* **Provided text**
+--

Watching kitesurfers on a Tarifa beach
Watching kitesurfers on a Tarifa beach

But, be warned this style of outfit should come with an embarrassment warning on the Costa de la Luz, where I spent a day holding down the hem, while loosely resembling an inverted lampshade.

Welcome to Tarifa, wind capital of Europe where the naughty levante breezes can play havoc with a girl’s dignity.

Luckily, no-one gives two hoots, as they get on with their day, shopping, surfing, kitesurfing. Oh and looking incredibly cool.

While the wind might be set to Beaufort Scale-blustery, the natives are as serene as a summer snooze, and the tourists (most of them) radiate a distinct sense of style.

With the ratio of dreadheads to skinheads set at approximately one to one, and flip-flops the established dress code, the easy-living, good-time vibe is impossible to miss.

Tarifa is rammed with kooky cafes, funky surf shops and boutiques full of sun-bleached and wind-bronzed thrill-seekers taking some time off.

Windswept reporter Iona Napier
Windswept reporter Iona Napier

But while the cobbled pavements and airy courtyards are rammed with them in summer months, luckily the locals ensure the town doesn’t lose its heart off season.

I meet some of the old guard as I scale a hilly Moorish passage in the old town and happen upon four cosy Spanish ladies gathered in a front room which stinks of acetone.

I’m impertinent enough to stare and Loli – lady of the house-cum-salon – invites me in, plonks me down and embarks on an unsolicited (but much-appreciated) manicure for the princely sum of €4.

“It’s just a chiringuito, really,” she laughs, flummoxed when I ask the name of her homely salon, before baptising it on the spot ‘Salon de Marilu’, after her daughter.

“We’ve lived here all our lives,” explains Lola, “If I won the lottery maybe I’d get a place in Malaga for the winter, but summer here is truly magical.”

Chattering with these women in their unpretentious hideaway gives me a behind-closed-doors glimpse of the old Andalucia in a town that has seen huge changes over the last decade.

Tarifa was the first point of the Moorish invasion in 711 AD. But Sancho IV El Bravo, whose statue still keeps vigil below the battlements of Guzmán Castle, wouldn’t recognise the town he reconquered in 1292.

Behind him, another fast ferry is departing the port for Tangier to join the daily traffic jam in the Straits, one of the world’s busiest shipping lanes.

The 14-kilometre crossing takes just 35 minutes so you can do Tangier easily in a day. It is certainly very tempting.

I have had a long affinity to the town as it happens. My first memory of Tarifa came in a series of aircon-less road trip holidays with my family, where we conquered a huge chunk of Spain’s most emblematic corners.

On one trip, aged nine and deeply ensconced in Harry Potter and the Prisoner of Azkaban, I was oblivious to the wondrous views as we passed from Malaga into Cadiz and dipped down towards Tarifa’s endless white sandy beaches, where the Atlantic kisses the Mediterranean.

I recall being bundled out of the car on an overcast day – with similar wardrobe malfunctions – to a greying, tired town swarming with ‘looky-looky men’.

+--

* **Raw records**
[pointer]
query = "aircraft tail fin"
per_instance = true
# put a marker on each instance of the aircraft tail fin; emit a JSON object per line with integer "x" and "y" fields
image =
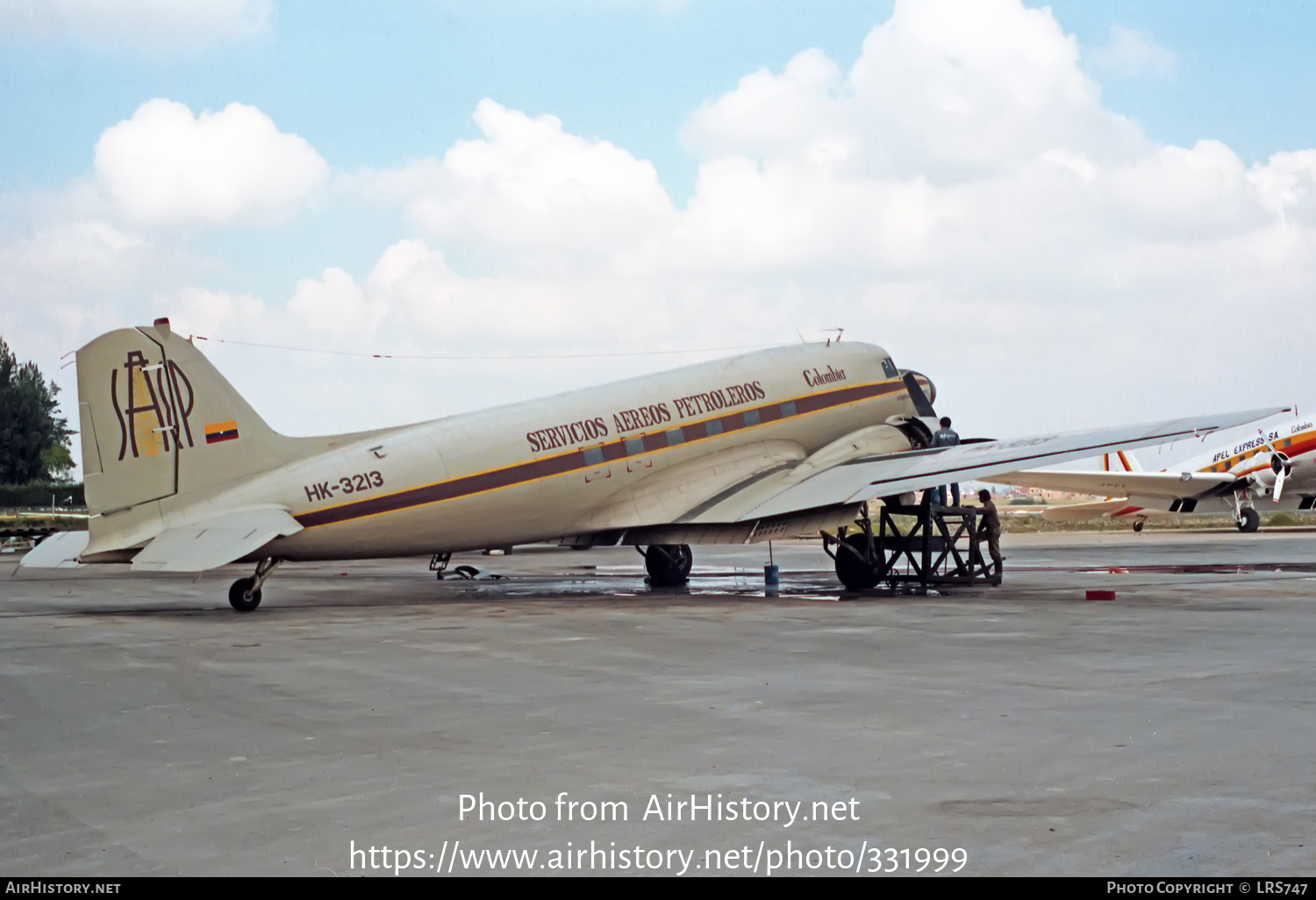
{"x": 1124, "y": 461}
{"x": 158, "y": 418}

+--

* **Exercise goal**
Answer these about the Tarifa article:
(a) What did the manicure in the front-room salon cost?
(b) In what year did Sancho IV El Bravo reconquer the town?
(c) How long does the ferry crossing to Tangier take?

* **Expected answer**
(a) €4
(b) 1292
(c) 35 minutes